# Directive
Restate each entry word for word, leaving nothing out.
## start
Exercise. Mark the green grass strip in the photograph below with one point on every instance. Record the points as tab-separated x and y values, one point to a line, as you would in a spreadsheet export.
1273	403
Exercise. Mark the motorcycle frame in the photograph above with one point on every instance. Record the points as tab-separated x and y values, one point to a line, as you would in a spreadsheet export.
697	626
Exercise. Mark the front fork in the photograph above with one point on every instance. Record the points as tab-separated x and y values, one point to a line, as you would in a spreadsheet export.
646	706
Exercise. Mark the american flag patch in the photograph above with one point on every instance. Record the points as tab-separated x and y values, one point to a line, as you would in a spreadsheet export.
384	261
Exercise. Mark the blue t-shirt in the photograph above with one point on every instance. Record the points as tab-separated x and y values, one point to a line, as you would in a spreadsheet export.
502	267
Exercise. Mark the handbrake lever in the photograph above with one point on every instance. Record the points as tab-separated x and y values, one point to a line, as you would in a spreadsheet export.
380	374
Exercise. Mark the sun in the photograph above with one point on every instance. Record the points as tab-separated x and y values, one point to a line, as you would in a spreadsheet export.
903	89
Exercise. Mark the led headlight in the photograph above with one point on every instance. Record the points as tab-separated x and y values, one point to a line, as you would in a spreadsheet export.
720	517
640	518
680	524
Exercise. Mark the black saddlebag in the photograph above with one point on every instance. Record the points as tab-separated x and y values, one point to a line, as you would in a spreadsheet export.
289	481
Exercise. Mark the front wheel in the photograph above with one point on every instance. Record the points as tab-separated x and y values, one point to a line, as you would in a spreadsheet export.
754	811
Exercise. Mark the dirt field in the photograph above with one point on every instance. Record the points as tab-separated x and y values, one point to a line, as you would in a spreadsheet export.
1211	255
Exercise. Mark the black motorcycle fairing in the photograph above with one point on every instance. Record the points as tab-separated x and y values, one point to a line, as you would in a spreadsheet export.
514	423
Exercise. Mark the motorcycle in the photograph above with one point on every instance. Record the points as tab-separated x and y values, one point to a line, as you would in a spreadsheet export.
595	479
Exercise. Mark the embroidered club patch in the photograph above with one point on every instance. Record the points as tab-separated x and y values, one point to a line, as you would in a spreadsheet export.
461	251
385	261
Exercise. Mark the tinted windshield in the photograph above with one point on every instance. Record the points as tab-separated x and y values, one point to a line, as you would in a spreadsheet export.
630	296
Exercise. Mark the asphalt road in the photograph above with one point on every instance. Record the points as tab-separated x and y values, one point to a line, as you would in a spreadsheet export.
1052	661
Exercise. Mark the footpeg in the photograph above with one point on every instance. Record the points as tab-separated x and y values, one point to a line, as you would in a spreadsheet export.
## end
# Result of the task
Exercise. Mark the green grass strip in the photograph below with one point on every instance. Record the points as tab-separated x and y values, one point to a line, as you would in a spreadsheet export.
1273	403
Exercise. Mark the motorcycle frame in the photograph above with one point on every instance. Record the points as tab-separated x and y values, one point to a line, as you would in a spreadsheet export.
697	626
Exercise. Mark the front fork in the photograph above with one point on every instance. Record the points as tab-separated x and y values, one point to a line, as you would in a spreadsheet export.
646	706
Exercise. Mark the american flag patch in the photograph above with one point on every instance. Record the points as tab-separated x and y values, one point to a line, as you would in a spreadsheet export.
384	261
Exercise. Mark the blue t-shirt in the photograph above with one point on every instance. Record the points as tab-separated x and y values, one point to a line, as you would in a spreadsheet export.
502	267
Exercise. Mark the handbrake lever in the photograph above with one point on every instance. Record the points as tab-separated x and y values, one point to a line, as you would in a spreadsheet export.
380	374
Exercise. Mark the sun in the photograph above with one point on every instance. Record the points as tab-separated x and y values, one point to a line, as you would in a spreadsheet export.
903	89
Exercise. Mark the led headlight in the photograph above with one point on every instance. Record the points as tab-separated x and y values, one point to a line, as you would in a spreadsheet export.
720	517
640	518
680	524
Exercise. Mark the black saddlebag in the photograph above with one point on every instance. Record the points as tab-separated x and y values, one point to a line, as you would in a spreadsheet export.
289	481
Exercise. Mark the front wheel in the photograph above with one point on every instance. Record the points as tab-separated x and y values, one point to a line, as you would in a spreadsheet export.
754	811
Exercise. Mark the dirt field in the photograph above with one point on every instance. Record the points as tab-separated x and y values, one point to a line, as you would in a spreadsheet export.
1211	255
Exercise. Mark the black motorcycle fairing in the photograph above with one point on every instance. Record the points as tab-separated x and y values, one point to a line, as you would in a spreadsheet export.
514	423
Exercise. Mark the motorcycle in the photograph above with one point on every instance. Record the points as tab-separated x and y values, one point to a line, as you would in a spreadsheet export.
595	479
Exercise. Mark the embroidered club patch in the photograph above with one point on every instance. Record the points as tab-separated x and y values, one point to a line, as you would in a spreadsheet export.
461	251
385	261
Exercise. Mark the tinted windshield in the photograph above with one point on every instance. Record the points as tab-separated x and y values, one point to a line, as you would in a spreadsheet export.
630	296
Exercise. Mark the asphalt road in the photograph above with one point on every instance. Record the points as tab-separated x and y values, one point to a line, as you would in a spreadsheet export.
1052	661
Exercise. Mark the footpeg in the photograph above with one point on every instance. Record the points as tab-separated x and y values, one point to a line, as you would in a spreadsheet export.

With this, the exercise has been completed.